Task to carry out:
Repeat word for word the line with "of the exfoliated" and every line after it until the records below run out.
== Records supplied ==
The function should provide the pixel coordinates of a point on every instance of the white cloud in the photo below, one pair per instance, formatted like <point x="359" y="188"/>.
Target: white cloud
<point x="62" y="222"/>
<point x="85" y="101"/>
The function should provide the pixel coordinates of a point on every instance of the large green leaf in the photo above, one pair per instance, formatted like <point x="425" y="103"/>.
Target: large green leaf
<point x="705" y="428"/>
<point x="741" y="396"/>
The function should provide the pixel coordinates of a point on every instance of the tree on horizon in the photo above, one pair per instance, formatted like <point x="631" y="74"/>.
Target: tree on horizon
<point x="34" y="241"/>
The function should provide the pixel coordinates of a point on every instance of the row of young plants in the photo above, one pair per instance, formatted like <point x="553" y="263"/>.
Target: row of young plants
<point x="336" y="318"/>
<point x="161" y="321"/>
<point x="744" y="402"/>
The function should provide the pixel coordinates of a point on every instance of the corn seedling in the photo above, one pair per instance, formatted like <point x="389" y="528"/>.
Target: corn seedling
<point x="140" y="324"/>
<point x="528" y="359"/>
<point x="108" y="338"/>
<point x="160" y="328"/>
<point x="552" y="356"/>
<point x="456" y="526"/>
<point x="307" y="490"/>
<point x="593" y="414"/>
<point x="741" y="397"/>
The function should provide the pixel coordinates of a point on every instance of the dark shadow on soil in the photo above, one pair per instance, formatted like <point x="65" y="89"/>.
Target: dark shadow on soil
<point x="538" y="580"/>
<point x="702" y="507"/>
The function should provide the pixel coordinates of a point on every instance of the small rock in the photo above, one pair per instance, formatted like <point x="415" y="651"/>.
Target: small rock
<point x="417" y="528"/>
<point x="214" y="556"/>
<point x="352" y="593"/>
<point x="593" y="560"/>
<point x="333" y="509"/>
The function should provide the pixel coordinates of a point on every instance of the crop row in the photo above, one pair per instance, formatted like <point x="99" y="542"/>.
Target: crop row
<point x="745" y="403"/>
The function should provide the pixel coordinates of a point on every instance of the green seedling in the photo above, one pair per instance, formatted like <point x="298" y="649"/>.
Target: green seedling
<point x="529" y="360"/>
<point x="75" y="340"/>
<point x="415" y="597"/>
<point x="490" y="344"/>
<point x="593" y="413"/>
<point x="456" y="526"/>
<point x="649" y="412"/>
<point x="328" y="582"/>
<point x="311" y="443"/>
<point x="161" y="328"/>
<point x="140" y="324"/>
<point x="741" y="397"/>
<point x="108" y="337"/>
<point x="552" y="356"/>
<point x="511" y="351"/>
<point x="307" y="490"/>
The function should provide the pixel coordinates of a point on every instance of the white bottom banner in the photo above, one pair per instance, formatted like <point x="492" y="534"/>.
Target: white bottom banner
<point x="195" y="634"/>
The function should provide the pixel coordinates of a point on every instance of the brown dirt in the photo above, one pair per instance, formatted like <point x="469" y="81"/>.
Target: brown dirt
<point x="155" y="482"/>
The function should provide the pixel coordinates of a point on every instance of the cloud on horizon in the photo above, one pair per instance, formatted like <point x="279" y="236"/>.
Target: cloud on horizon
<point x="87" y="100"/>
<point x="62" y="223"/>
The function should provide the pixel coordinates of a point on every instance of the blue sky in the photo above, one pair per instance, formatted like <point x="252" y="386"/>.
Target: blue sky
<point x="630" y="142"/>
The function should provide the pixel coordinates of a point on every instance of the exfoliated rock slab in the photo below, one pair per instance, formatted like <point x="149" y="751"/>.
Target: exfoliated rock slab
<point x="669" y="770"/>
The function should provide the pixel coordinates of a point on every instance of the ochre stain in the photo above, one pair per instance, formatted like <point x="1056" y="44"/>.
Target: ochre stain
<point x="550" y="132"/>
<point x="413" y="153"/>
===
Response:
The function should provide the pixel coordinates of a point on every instance of the exfoliated rock slab in the photo below, one pair per instance, formatted like <point x="149" y="751"/>.
Target: exfoliated rock slab
<point x="669" y="770"/>
The function should provide the pixel coordinates of a point on every instance of the ochre stain in the photo above, one pair per instance, formatted like <point x="1056" y="44"/>.
Target: ochre stain
<point x="550" y="132"/>
<point x="413" y="153"/>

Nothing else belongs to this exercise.